START Supplied text

Which Vaccines Should People Over 50 Get?

Vaccines are most commonly associated with the regular checkups of children; however, in recent weeks, the emergence of the COVID-19 vaccine has young adults, the middle-aged, and seniors experiencing a new interest in vaccines.Senior Getting Vaccine

Throughout our lives, we must receive vaccines in order to protect against infections that have the potential to cause a significant level of complications. While important for all age groups, it is especially important to those that are 50 years of age, or older. This is because the immune system naturally starts to weaken as we age.

If you or someone you love is 50 or older, continue reading to learn about the most important vaccines for the health.

The Flu Shot

The influenza vaccine – usually called “the flu shot” – is one of the most important vaccines for older adults. According to statistics, most of those that have to be hospitalized or pass away as a result of complications associated with the flu are older adults and seniors.

END Supplied text
START Material shown

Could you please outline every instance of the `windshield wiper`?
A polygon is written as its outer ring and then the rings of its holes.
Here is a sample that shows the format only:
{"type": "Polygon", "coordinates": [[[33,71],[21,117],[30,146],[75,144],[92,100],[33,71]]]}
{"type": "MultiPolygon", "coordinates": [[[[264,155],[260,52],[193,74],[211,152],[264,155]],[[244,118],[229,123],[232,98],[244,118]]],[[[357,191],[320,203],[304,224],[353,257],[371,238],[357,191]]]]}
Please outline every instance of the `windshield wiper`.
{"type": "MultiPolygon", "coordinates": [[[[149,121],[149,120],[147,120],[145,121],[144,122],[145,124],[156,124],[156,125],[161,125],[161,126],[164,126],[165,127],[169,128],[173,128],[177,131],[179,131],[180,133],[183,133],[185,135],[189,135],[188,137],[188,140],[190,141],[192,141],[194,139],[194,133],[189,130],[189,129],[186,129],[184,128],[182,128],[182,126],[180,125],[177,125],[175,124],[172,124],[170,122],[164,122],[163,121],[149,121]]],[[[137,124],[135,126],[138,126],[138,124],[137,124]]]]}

END Material shown

*Your objective*
Copy the stretch from "Vaccines are most" through "weaken as we age." in the vaccines article. The data comes from a different source than the text.

*Exercise response*
Vaccines are most commonly associated with the regular checkups of children; however, in recent weeks, the emergence of the COVID-19 vaccine has young adults, the middle-aged, and seniors experiencing a new interest in vaccines.Senior Getting Vaccine

Throughout our lives, we must receive vaccines in order to protect against infections that have the potential to cause a significant level of complications. While important for all age groups, it is especially important to those that are 50 years of age, or older. This is because the immune system naturally starts to weaken as we age.